Text section ▸
There is another theme running through this Danger Man episode, which is the desert and life in the desert. The nature of this life is depicted in the isolation of the people, both from 'civilisation' by reason of the collapse of travel methods, and from each other by reason of cultural and linguistic barriers. The first thing Jessica Shore comments on is that after weeks in the desert she wants to hear English spoken again. The things that the desert does to people aren't really explicitly mentioned but the theme is always there - that the people are surrounded by something which isolates them and makes them vulnerable, while they are always surrounded by other people well used to the world of the desert. Even the mysterious Dr Garriga is emblematic of the mystery of the desert - he is alone, as it were an oasis of modern scientific learning in the middle of the desert.
I love the super-cool Drake depicted in this episode. He is positively Steed-like in his confrontation of the ridiculous difficulties put in his way. My absolutely favourite bit is where he demands to see the regulations which tell him he must take Jessica Shore in his flight, only to discover that they are in Arabic! He does, however, lack Steed's charm in his attempts to stop her flying with them - Drake makes it very apparent he doesn't want her but I think Steed would have been much more subtle. Steed may even have flirted with her until she didn't want to travel with the dirty old man! I also love the way that when it looks as if all is lost Drake still manages to look moody and smokes a small cigar while he enlists the pilot's aid.

Given information ▸
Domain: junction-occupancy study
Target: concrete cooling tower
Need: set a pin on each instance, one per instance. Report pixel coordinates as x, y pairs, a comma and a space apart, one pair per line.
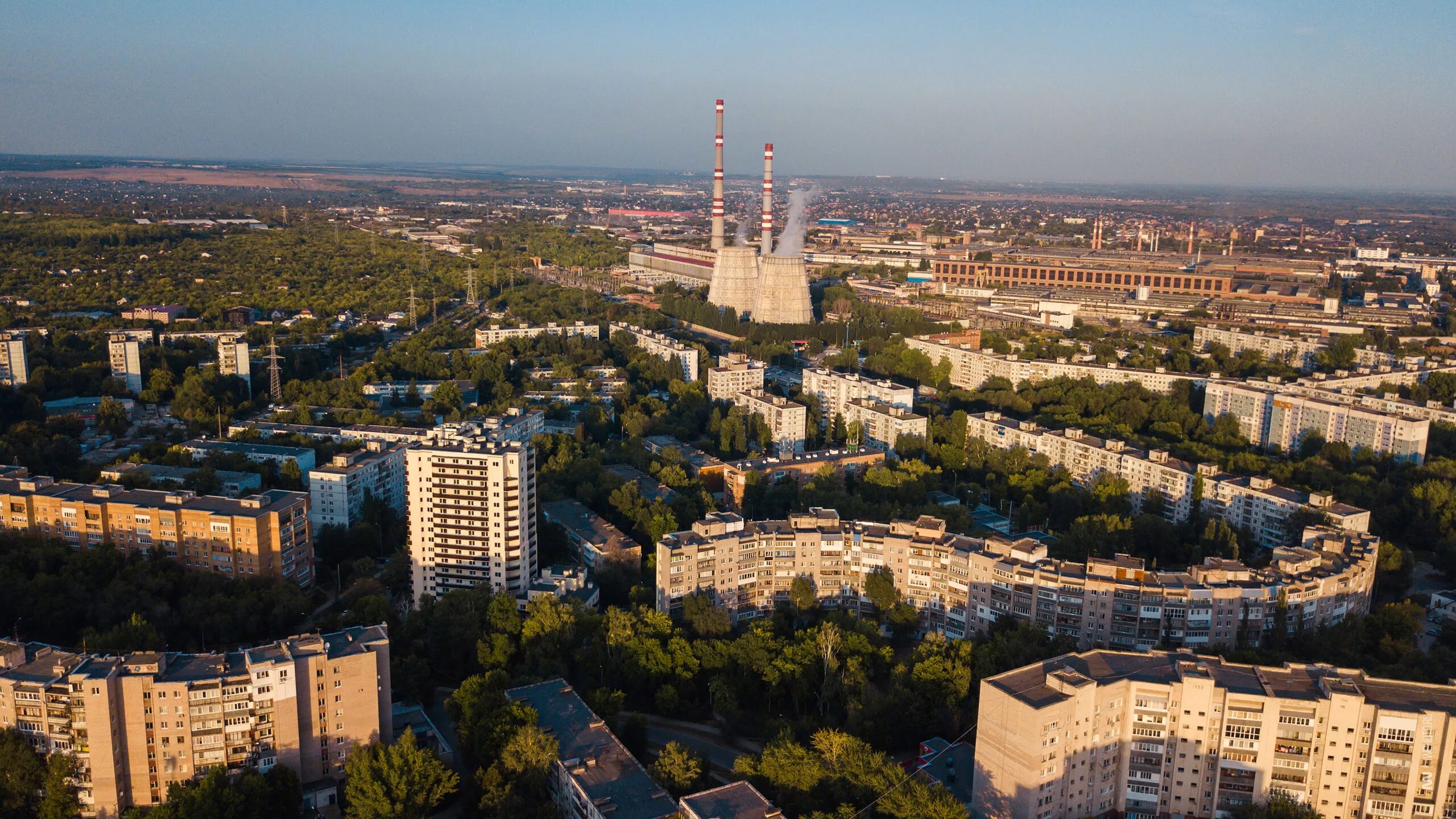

What you have to do ▸
Continue the review of the Danger Man episode from its last sentence, about Drake smoking a small cigar.

Output ▸
One of the reasons I wanted to write about this episode is that I have always lost my interest in the show at the same point, which I think marks a distinct turning point in the plot. It is the point at which the plane is forced to land, and as I write this I've just paused the show at 28 minutes and nine seconds in - just over halfway into the episode, and the point at which I have always tended to lose interest. The reason I've always lost interest is that I think this plot device introduces something new at such a late stage in the story that it is obvious what is happening. It is obvious that the pilot has been bribed, and it is obvious that Shore is a wrong 'un. The forced landing turns the plot into a sort of 'locked room' mystery and it becomes obvious that the protagonists are going to get out of this rather than end up dead. Drake does, after all, have the rest of the series to film and a Village to investigate later in the decade - this creation of expectations is perhaps the reason I have always lost interest in this episode here. It is unfortunate to my mind, that the time up until about the 46 minute mark is filled by what amounts to a moral discussion of Nazi research into bacteriology. That's most of the approximately 18 minutes from when the plane landed, and I sense a filler. The ending is an anticlimax.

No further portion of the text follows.